**PROBLEM REQUIREMENTS**
Please set down each line of the material exactly.

**ENTRIES PROVIDED**
*****
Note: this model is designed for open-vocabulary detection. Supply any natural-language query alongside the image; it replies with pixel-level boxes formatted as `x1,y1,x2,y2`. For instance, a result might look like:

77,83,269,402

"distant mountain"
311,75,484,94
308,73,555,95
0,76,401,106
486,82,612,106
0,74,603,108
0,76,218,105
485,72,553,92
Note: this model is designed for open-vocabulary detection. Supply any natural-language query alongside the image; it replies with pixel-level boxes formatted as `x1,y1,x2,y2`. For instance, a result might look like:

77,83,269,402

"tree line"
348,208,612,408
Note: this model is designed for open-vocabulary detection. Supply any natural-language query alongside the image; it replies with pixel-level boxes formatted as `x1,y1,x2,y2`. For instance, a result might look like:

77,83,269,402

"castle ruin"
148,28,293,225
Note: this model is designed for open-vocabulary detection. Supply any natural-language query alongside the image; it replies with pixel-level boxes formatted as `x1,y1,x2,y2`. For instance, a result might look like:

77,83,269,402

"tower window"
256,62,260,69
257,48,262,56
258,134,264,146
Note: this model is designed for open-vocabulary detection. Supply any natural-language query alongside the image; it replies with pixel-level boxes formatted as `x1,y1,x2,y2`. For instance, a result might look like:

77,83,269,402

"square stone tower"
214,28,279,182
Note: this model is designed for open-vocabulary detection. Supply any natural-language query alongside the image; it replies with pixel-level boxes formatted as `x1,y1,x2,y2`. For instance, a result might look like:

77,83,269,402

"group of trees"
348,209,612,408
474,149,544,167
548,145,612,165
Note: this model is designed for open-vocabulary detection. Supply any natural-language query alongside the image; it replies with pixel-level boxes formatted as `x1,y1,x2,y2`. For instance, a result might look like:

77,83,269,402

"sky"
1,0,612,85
*****
**WRITTEN SOLUTION**
Note: this model is designed for open-vocabulary detection. Supply any natural-language query alongside the image; it replies with pixel-level boxes formatted as `x1,y1,x2,y2`. For instance, a result might look like:

77,83,269,402

"distant mountain"
311,75,484,94
308,73,555,95
0,76,401,106
486,82,612,106
0,74,603,108
0,76,218,105
485,72,553,92
Note: this model is designed for open-vocabulary detection. Supply any natural-language query alongside the image; it replies with pixel-level boxes formatted as `x1,y1,x2,y2`. For instance, a result might look like:

77,83,269,402

"tree line"
348,208,612,408
Note: this model is designed for open-vocabulary detection. Supply any natural-language query alongside the image; it replies with pixel-level boxes formatted as `x1,y1,x2,y2`. For instance, a result might look like:

77,83,269,402

"castle ruin"
148,28,293,225
Note: this model is designed for open-vocabulary detection. Supply any natural-language query alongside the image; it replies with pixel-level boxes formatted as `x1,y1,x2,y2`. For instance, a result might look like:

77,83,269,402

"tower window"
256,62,260,69
257,48,262,56
258,134,264,146
Note: this model is designed for open-vocabulary detection. Supply any natural-language query alongside the image; it replies with pixel-level boxes formatted as `x1,y1,x2,y2`. For instance, a result might look like:

77,83,269,402

"square stone tower"
214,28,279,182
Note: this model is designed for open-vocabulary detection. Supply any natural-language query alongside the image; it replies with pixel-level boxes formatted as `x1,y1,x2,y2`. For instance, a result might look like:

77,83,269,402

"group of trees"
348,209,612,408
474,149,544,167
548,145,612,165
Note: this model is designed for open-vocabulary detection. Supply any natural-language query alongside the image; it replies with pixel-level boxes formatted as `x1,y1,x2,y2`. For instance, a result might look like:

77,83,269,402

"sky"
1,0,612,85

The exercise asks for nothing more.